### Over deze opdracht
Ga verder met de tekst hieronder over seksuele klachten en bekkenfysiotherapie, en begin direct na de laatste zin ervan.

Dan is er sprake van een urologisch of gynaecologisch probleem dat de seksualiteit verstoort. Hormonale veranderingen, de gevolgen van operaties, bevallingen, vermoeidheid, kortom tal van lichamelijke zaken beïnvloeden de seksualiteit. Soms hebben mensen hele irreële ideeën over wat normaal is of verwacht wordt.
Onvoldoende opwinding, moeilijk tot een orgasme komen, samengaand met dyspareunie of vaginisme, zijn seksuele stoornissen die steeds vaker jonge vrouwen treft. Maar ook na een bevalling kan sprake zijn van onvoldoende gevoel of urineverlies bij penetratie.
De overgang kan vanwege de hormonale dysbalans klachten veroorzaken als vaginale droogheid en onvoldoende opwinding.
Als vrijen niet prettig gaat ontstaat er soms een negatieve spiraal. Angst voor pijn of mislukking, vermijden of juist tegen heug en meug doorzetten, desnoods met de kiezen op elkaar. Het vrijen wordt dan steeds minder
Denkt u niet “ik ben de enige met deze klachten” want dat bent u niet. Het is raadzaam om uw huisarts te raadplegen die u naar de juiste hulpverlener zal verwijzen. Als er sprake is van een te gespannen bekkenbodem kan de bekkenfysiotherapeut u helpen door te leren uw bekkenbodemspieren te ontspannen.
Bovengenoemde klachten worden veelal behandeld door meerdere hulpverleners zoals de seksuoloog, bekkenfysiotherapeut, uroloog en evt. psycholoog. Mocht de stap naar de huisarts u te veel moeite kosten omdat u niet graag met deze klachten naar buiten komt maak dan gerust een afspraak met een bekkenfysiotherapeut die u veel uitleg en adviezen kan geven en u op weg kan helpen!

### Gegevens ter beoordeling

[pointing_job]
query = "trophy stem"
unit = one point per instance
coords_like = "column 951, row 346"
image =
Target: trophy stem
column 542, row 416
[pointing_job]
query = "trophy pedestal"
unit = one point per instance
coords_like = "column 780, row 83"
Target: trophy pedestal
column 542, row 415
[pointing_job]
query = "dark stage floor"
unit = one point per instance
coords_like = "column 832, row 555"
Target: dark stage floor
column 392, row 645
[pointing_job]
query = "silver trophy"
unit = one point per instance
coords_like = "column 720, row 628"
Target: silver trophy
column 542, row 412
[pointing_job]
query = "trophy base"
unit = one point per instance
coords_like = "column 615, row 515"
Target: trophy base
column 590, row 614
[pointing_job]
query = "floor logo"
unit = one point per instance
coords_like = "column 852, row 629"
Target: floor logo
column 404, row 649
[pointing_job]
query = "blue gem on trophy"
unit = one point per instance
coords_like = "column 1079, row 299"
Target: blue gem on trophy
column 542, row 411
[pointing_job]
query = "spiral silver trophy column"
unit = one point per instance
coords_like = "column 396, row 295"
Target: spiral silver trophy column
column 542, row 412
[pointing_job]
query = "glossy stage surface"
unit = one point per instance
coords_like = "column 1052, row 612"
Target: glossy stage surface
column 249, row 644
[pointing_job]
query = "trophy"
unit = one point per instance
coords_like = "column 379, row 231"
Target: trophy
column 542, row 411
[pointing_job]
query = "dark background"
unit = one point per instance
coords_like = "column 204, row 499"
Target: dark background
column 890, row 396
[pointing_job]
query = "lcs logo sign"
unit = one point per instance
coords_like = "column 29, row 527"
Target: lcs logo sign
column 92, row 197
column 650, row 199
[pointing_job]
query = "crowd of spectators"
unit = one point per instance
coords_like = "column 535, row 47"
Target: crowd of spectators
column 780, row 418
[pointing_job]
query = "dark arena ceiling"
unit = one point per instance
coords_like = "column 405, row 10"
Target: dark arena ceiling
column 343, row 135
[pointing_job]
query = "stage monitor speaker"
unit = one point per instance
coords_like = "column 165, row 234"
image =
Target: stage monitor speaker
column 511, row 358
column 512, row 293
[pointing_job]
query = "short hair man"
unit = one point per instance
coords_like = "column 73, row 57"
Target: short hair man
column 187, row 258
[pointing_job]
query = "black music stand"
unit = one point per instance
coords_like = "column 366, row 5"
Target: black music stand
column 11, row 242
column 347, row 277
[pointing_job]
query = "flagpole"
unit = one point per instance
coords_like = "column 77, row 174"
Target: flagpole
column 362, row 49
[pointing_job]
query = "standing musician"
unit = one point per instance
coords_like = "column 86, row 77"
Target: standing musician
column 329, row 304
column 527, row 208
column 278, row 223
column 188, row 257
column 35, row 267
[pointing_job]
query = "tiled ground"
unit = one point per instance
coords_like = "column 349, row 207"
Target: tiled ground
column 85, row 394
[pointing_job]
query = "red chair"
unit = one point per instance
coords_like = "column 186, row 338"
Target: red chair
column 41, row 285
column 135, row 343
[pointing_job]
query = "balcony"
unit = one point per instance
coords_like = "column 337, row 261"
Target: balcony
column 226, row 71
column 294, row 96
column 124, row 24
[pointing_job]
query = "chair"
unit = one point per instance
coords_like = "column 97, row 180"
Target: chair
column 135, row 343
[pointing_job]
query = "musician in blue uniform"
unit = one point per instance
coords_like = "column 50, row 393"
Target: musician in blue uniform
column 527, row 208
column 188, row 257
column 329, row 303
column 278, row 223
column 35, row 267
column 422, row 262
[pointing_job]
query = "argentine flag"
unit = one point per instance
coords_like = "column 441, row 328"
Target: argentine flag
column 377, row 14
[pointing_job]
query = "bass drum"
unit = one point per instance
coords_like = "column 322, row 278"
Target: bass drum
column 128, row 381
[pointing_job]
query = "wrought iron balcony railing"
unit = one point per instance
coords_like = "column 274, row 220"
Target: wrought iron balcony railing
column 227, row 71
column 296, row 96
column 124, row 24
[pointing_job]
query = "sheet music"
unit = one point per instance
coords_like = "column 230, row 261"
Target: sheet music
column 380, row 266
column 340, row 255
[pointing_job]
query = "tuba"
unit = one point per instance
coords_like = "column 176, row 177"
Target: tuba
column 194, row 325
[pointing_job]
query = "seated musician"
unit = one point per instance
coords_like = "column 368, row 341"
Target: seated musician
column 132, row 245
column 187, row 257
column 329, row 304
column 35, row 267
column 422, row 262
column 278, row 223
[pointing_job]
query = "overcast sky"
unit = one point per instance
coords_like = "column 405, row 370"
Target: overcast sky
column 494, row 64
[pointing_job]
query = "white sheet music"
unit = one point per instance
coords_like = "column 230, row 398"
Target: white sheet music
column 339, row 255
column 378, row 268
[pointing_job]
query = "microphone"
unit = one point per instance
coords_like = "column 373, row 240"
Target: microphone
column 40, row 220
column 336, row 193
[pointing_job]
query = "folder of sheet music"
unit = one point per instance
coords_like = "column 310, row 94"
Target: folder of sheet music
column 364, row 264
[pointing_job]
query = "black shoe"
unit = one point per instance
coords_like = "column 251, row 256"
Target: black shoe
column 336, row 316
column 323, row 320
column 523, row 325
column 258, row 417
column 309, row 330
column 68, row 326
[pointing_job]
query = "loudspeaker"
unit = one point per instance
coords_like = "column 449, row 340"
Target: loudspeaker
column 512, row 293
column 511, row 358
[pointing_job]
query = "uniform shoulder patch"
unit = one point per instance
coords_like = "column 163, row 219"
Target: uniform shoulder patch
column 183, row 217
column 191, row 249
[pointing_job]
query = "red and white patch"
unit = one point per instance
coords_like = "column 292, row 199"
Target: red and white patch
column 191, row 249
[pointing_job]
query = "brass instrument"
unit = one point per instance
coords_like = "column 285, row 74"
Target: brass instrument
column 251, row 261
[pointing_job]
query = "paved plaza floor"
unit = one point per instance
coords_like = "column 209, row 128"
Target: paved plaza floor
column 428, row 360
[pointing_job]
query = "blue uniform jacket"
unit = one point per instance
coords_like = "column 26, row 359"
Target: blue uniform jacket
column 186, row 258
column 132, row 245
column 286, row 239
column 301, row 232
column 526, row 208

### Antwoord
Voor en na een operatie
Uit de literatuur blijkt dat bekkenfysiotherapie bij een operatie in het buik/bekkengebied leidt tot verbetering van de functie van de bekkenbodem en de kwaliteit van leven.
Dit kunnen de volgende operaties zijn:
- Verzakkingsoperaties
- Urine-incontinentie operaties
- Darmoperaties b.v. bij verzakkingen of na darmkanker
- Verwijdering van aambeien
De bekkenfysiotherapeutische begeleiding bij verzakkings en urine-incontinentieoperaties bestaan meestal uit enkele sessies vóór de operatie en enkele sessies daarna. Maar ook voor het opheffen van een stoma kan bekkenfysiotherapie vooraf erg zinvol zijn.
Vóór de operatie wordt gewerkt aan:
- uitleg over de operatie en de relatie met de bekkenbodem en bestaande problematiek
- Bewustwording van de bekkenbodem
- Bewustwording van de buikdruk, inzicht in de buikdruk tijdens dagelijkse activiteiten en opvangen van de buikdruk
- Optimaliseren van de bekkenbodemspierfunctie en toepassen tijdens dagelijkse activiteiten
- Optimaliseren van het toiletgedrag
- Adviezen voor de eerste zes weken na de operatie
Na de operatie worden eerst zes weken rust geadviseerd. Gedurende deze weken moeten de wonden helen. In deze periode wordt aanbevolen geen activiteiten uit te voeren waarbij de buikdruk toeneemt. De bekkenbodemspieren mogen rustig geoefend worden, echter nog niet op kracht.
Na zes weken wordt de bekkenfysiotherapie hervat.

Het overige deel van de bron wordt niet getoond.